DO THIS - Reproduce exactly the lines from the line containing "Target: windshield" through the end of the records below, including both ends, and nothing else.

PROVIDED RECORDS -

-=-=-

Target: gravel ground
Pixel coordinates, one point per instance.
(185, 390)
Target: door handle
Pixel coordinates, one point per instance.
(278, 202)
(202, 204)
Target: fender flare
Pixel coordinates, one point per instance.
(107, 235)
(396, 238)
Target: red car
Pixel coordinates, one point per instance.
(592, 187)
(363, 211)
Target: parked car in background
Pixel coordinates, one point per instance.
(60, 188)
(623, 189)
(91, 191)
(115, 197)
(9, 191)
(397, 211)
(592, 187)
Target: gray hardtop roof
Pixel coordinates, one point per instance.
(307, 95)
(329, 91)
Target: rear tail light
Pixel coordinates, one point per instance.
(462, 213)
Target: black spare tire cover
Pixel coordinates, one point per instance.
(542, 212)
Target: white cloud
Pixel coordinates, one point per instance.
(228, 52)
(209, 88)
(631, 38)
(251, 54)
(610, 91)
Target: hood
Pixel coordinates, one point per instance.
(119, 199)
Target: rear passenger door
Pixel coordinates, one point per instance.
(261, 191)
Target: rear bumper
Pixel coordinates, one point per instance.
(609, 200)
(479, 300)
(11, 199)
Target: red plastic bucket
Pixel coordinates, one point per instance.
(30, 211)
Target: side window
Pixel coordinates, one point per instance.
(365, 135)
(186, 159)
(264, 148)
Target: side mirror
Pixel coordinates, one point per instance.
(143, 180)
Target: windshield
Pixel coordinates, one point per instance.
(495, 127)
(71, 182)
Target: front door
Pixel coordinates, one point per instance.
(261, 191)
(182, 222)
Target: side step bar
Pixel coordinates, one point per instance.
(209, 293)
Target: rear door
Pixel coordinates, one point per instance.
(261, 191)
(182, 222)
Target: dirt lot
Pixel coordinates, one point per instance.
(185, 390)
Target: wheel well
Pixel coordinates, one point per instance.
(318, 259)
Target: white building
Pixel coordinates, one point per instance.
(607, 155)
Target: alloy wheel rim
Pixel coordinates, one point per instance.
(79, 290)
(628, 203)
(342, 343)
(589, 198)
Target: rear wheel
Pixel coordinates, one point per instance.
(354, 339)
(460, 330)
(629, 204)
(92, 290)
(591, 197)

-=-=-

RESPONSE TO THIS EXERCISE -
Target: windshield
Pixel coordinates, one point per instance.
(495, 127)
(71, 182)
Target: front door
Pixel coordinates, one point per instance.
(261, 191)
(182, 222)
Target: side step bar
Pixel coordinates, one point per instance.
(209, 293)
Target: rear door
Pixel coordinates, one point per instance.
(261, 191)
(182, 222)
Target: dirt lot
Pixel coordinates, one point per instance.
(185, 390)
Target: wheel well
Pixel coordinates, one point per instance.
(318, 259)
Target: white building
Pixel coordinates, one point per instance.
(607, 155)
Target: alloy wheel rim
Pixel coordinates, one point per instance.
(79, 290)
(628, 203)
(342, 343)
(589, 198)
Target: rear wheel
Pixel coordinates, one point per instance.
(354, 339)
(460, 330)
(629, 204)
(92, 290)
(591, 197)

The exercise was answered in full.